Task description —
Nothing should differ. Repeat every record as written.

[Records — start]

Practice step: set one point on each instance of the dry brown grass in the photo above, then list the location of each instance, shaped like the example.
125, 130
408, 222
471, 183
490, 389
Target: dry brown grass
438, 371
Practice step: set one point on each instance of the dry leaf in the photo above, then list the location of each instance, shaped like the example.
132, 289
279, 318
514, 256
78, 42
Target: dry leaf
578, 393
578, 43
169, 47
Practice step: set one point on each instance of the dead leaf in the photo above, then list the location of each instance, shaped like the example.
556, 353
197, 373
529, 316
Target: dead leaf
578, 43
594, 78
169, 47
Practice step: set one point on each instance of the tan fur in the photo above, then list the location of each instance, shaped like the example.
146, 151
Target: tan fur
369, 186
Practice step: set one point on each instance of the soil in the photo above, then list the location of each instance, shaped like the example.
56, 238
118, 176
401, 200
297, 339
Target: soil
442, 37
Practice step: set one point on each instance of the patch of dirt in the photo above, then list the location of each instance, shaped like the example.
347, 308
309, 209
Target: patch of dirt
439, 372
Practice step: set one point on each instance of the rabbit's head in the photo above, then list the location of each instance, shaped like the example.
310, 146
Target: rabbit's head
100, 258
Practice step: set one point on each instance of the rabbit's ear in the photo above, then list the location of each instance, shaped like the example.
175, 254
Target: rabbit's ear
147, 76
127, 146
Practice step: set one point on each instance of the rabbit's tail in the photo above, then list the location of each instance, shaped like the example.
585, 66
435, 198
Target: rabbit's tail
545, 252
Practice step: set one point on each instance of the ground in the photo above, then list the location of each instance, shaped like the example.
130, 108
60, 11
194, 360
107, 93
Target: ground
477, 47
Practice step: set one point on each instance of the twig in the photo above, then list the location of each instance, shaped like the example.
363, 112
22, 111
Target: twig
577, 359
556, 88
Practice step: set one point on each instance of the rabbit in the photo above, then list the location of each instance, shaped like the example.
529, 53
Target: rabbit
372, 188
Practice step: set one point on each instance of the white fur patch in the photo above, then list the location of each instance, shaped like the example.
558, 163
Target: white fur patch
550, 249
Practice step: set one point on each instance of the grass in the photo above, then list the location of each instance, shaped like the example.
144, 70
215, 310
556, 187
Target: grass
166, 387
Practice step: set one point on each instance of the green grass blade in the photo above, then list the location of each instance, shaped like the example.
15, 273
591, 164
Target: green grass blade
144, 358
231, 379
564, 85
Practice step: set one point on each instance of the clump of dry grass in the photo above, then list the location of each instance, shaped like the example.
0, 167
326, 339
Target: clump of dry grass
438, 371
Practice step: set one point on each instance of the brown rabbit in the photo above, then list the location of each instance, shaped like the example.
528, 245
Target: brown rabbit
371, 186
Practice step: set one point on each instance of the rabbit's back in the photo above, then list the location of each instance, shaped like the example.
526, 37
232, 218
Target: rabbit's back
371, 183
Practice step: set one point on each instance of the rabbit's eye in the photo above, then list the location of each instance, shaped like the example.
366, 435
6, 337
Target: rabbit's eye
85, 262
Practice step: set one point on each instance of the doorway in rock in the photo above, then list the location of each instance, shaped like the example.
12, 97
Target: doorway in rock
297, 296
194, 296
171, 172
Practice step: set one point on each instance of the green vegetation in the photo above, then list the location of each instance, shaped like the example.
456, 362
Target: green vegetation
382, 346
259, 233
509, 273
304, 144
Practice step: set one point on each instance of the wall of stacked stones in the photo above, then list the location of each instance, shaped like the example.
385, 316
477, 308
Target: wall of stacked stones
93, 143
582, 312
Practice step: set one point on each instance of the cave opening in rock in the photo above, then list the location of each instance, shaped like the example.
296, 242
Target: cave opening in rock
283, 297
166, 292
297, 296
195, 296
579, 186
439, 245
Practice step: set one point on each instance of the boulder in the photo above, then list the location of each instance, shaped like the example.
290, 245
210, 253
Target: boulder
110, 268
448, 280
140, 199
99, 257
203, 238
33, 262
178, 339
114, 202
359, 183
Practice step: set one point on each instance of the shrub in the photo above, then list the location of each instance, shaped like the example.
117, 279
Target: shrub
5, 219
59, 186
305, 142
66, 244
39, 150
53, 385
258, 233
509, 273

[Records — finish]

Final answer —
Practice step: set one point on each instance of the dry brown grass in the photo above, then list the location of each instance, shaped like the example.
125, 130
408, 222
471, 183
490, 389
Target: dry brown grass
438, 371
Practice step: set one point on each instance of the dry leaf in the photo above, then list the location of each instance, shaped like the example.
132, 289
279, 318
514, 256
78, 42
Target: dry leaf
578, 393
578, 43
169, 47
Practice step: set one point on each instance of the dead leaf in the photo above, then list the location of each instance, shaped like the example.
556, 353
197, 373
529, 316
Target: dead leaf
578, 43
594, 78
169, 47
Practice step: set one point on each instance of the tan fur in the photo above, then list the location of each instance, shaped like the example.
146, 151
Target: tan fur
369, 186
Practice step: set one point on each instance of the soil in the photo above, then list the location of each instance, shaped like the example.
56, 238
118, 176
401, 200
297, 339
Target: soil
442, 37
Practice step: set one point on each instance of the patch of dirt in the photo above, then list the location of each instance, shaped like the example.
347, 308
309, 209
Target: patch of dirt
439, 372
Practice step: set one point on each instance of the rabbit's head in the photo above, then list the location of each instance, shaped like the example.
310, 146
Target: rabbit's head
100, 258
Practice step: set one point on each instance of the rabbit's ear in the photo above, then list the location of each instance, shaped like the example.
175, 254
Target: rabbit's ear
147, 76
127, 146
Practice step: set one point on each instance of the rabbit's tail in the photo above, then list the location of each instance, shaped like the example.
585, 66
435, 198
Target: rabbit's tail
545, 252
Practice step: set one point on each instance of the ground in the photo above, then list the location of each instance, shaped like the example.
130, 108
60, 11
194, 360
107, 93
Target: ground
477, 47
Practice step: set one point on each instance of the twig in the photo above, then list the location of each instance, shaped like the example.
363, 112
22, 111
Target: twig
577, 359
556, 88
Practice step: set one point on each instance of the rabbit in the photo above, then list the location of each instance, shaped like the example.
529, 53
Target: rabbit
372, 188
Practice step: set one point on each instance of the white fur patch in the photo above, then list the location of each instance, shaped like the example.
558, 163
Target: white fur patch
550, 249
Practice step: set one point on each instance of the grass in the photo above, then list the location of each instance, shaped like the example.
144, 70
215, 310
556, 187
Target: grass
166, 387
Practice step: set one point on each instance of the green grass blade in the photo above, then list the location of each instance, shaped like the example.
15, 273
591, 164
Target: green grass blade
144, 358
231, 379
564, 85
Practice step: set one point on each instance of the clump of dry grass in the photo above, then list the location of each instance, shaped like the example.
0, 167
326, 339
Target: clump of dry grass
438, 371
Practice step: set one point on each instance of the brown rabbit in the photo above, then list the location of each instance, shaped like the example.
528, 245
Target: brown rabbit
371, 186
Practice step: set one point on each instance of the rabbit's back in the photo above, then list the location of each instance, shaped like the example.
526, 37
232, 218
Target: rabbit's back
371, 183
Practice step: set one point on each instance of the rabbit's eye in the photo above, then list the location of each instance, shaped like the example.
366, 435
6, 337
Target: rabbit's eye
85, 262
Practice step: set one point on each instance of the doorway in rock in the photo above, then list the location of each instance, shaped like the example.
12, 97
Target: doorway in rock
297, 296
194, 296
171, 172
Practice step: set one point on each instance of the green vegetation in the photo above, then list the location of each instance, shaped like the example.
456, 362
Target: green vegetation
382, 346
259, 233
509, 273
304, 144
Practice step: set one point on each instance of the wall of stacked stones in the photo above, then list the location of each instance, shaped like the example.
385, 316
477, 308
Target: wall of stacked stones
93, 143
582, 312
Practice step: set one point on each instance of the cave opening in rock in the photo above, then list the location of each instance, shaped like the example.
296, 242
Target: cave opening in rock
283, 297
166, 292
297, 296
195, 296
579, 186
439, 245
Practice step: set one point on each instance of the boulder in the photo above, then list the location of each instance, shaped like the example.
290, 245
210, 253
Target: boulder
110, 268
448, 280
140, 199
99, 257
203, 238
33, 262
178, 339
114, 202
359, 183
Practice step: set one point on each instance of the shrub in the photo above, then list the location of each instance, shaped like the example.
117, 279
Target: shrub
5, 219
59, 186
305, 142
66, 244
39, 150
53, 385
258, 233
509, 273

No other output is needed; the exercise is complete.